Instructions for the task: Locate each line in the records that contains the string "arched", and copy those lines.

Data to process:
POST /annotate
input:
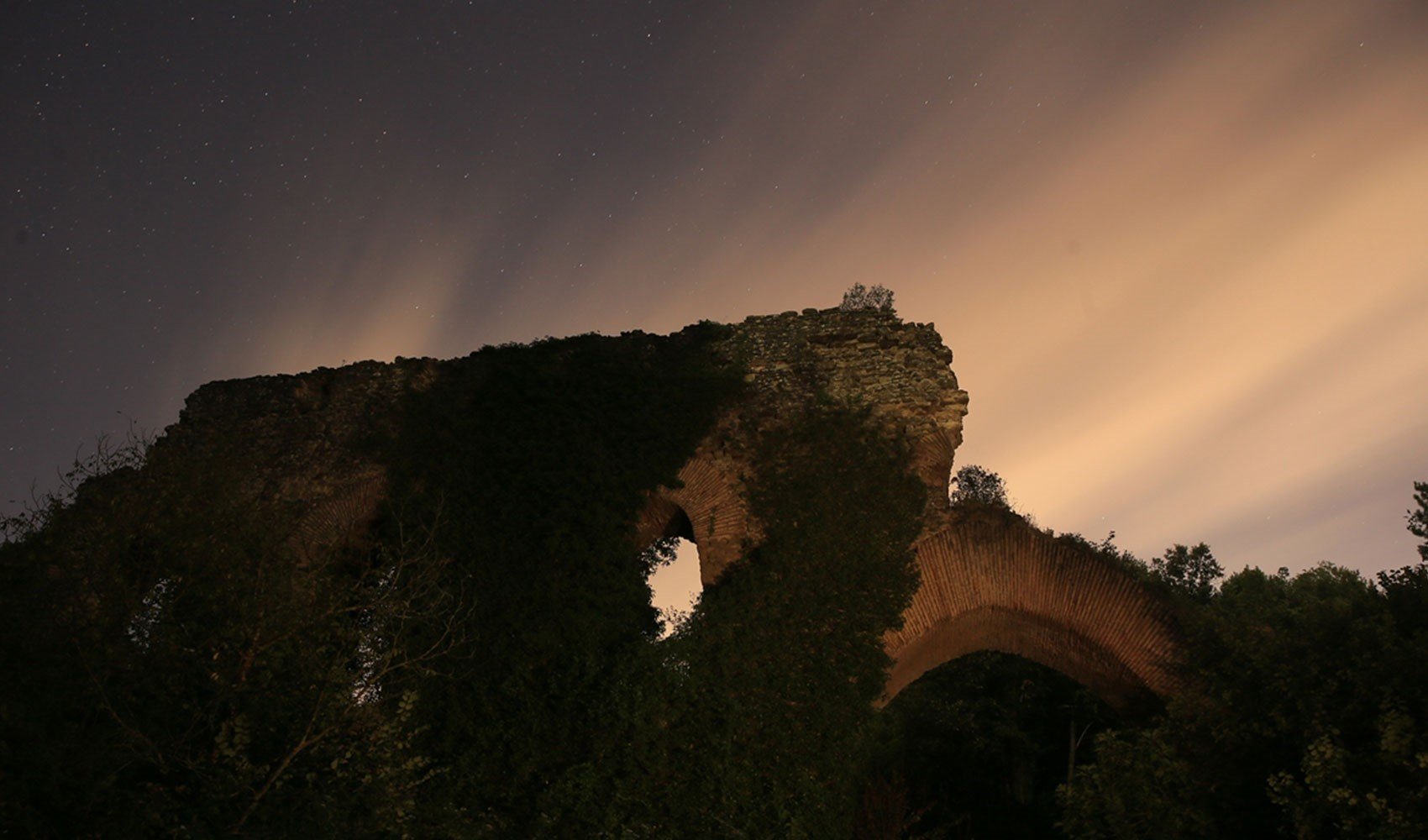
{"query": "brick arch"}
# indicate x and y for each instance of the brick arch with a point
(707, 509)
(991, 582)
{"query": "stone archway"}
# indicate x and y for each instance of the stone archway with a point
(991, 582)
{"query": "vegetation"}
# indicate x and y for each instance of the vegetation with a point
(864, 297)
(489, 663)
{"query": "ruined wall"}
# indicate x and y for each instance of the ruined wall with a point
(869, 358)
(1000, 586)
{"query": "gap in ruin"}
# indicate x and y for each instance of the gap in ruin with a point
(675, 587)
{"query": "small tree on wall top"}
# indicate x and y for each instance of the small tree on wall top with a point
(861, 297)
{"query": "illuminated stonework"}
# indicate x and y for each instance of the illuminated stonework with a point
(989, 580)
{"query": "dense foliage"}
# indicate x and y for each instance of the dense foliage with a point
(490, 666)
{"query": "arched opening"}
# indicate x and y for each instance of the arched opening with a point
(673, 568)
(977, 746)
(1024, 634)
(675, 585)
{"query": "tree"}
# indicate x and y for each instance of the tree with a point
(861, 297)
(1189, 570)
(979, 485)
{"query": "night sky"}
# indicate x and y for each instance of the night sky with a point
(1179, 249)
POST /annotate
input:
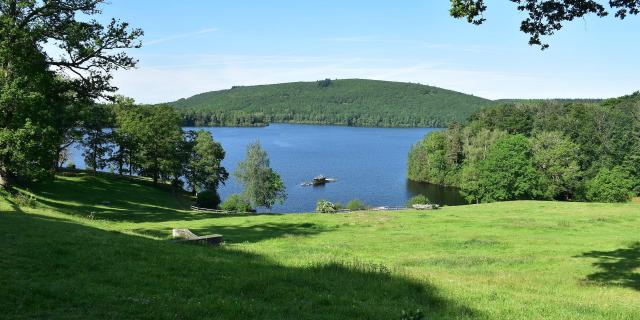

Reply to the task:
{"query": "arched opening"}
# indicate x and y for each instance of the arched opening with a point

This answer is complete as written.